(Beginning of Record set)

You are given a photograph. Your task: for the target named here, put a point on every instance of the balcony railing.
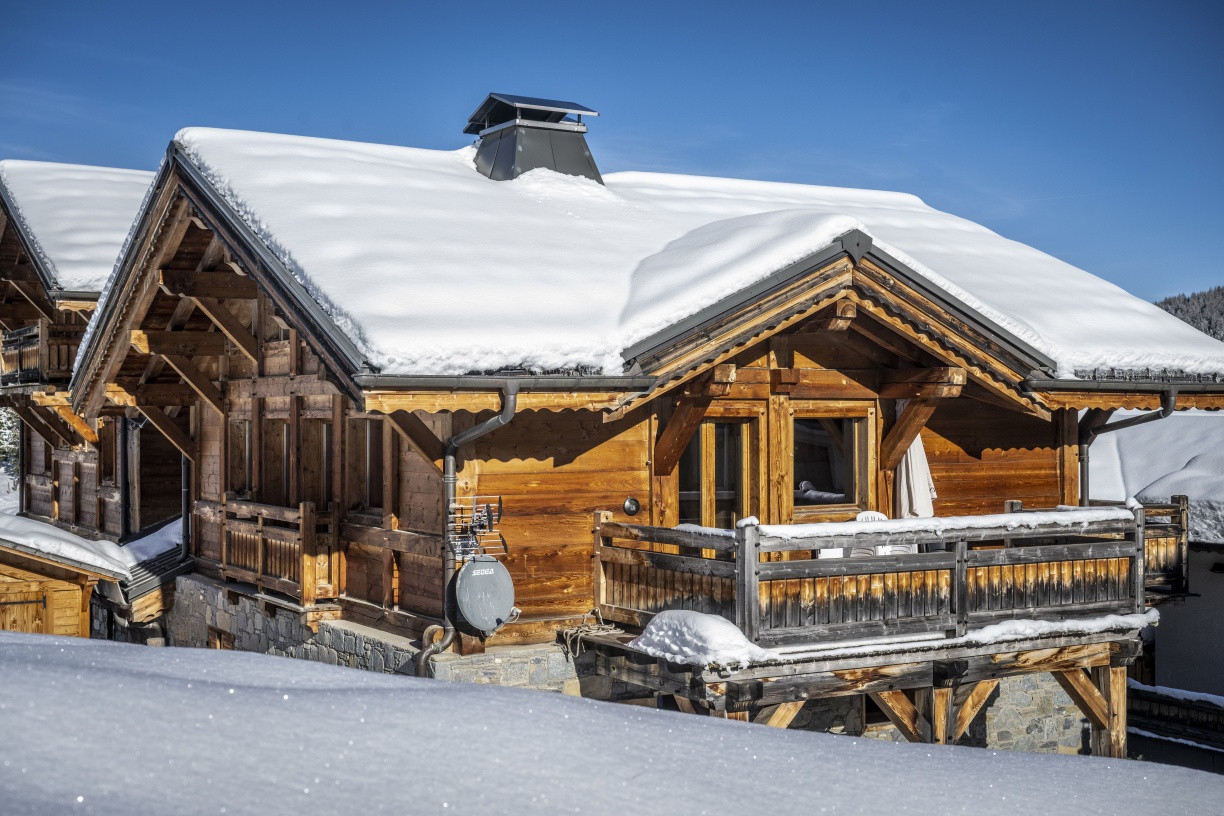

(End of Record set)
(Beginning of Record set)

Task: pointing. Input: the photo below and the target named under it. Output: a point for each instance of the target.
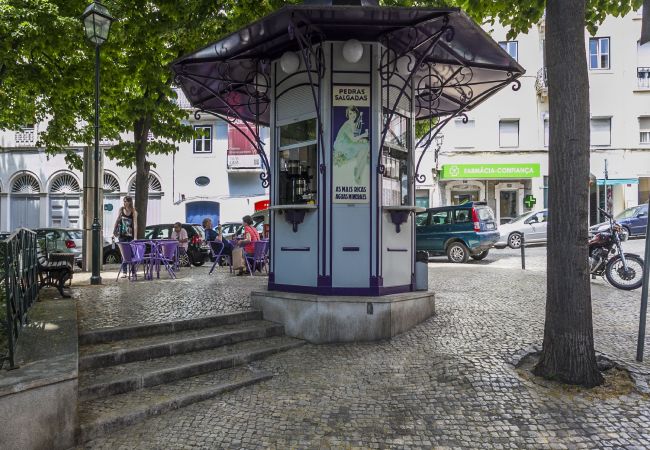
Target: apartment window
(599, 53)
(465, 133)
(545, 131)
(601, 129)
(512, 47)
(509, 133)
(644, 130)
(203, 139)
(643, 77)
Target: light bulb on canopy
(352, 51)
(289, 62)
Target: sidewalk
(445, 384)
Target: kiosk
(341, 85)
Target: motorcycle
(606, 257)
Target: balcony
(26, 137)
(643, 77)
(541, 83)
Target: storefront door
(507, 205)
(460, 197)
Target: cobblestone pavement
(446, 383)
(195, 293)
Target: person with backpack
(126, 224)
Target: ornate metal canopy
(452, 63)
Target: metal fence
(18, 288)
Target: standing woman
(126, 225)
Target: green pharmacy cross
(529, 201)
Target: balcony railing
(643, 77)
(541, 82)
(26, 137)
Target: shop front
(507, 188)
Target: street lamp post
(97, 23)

(End of Record set)

| Exercise requirements |
Identify and extract each line of the listing that contains "instance".

| Task solution |
You are given a photograph. Your task: for the target named here, put a point on every instance of the balcony railing.
Task: pointing. Input: the photo below and the target named under it. Output: a point for each instance of the target.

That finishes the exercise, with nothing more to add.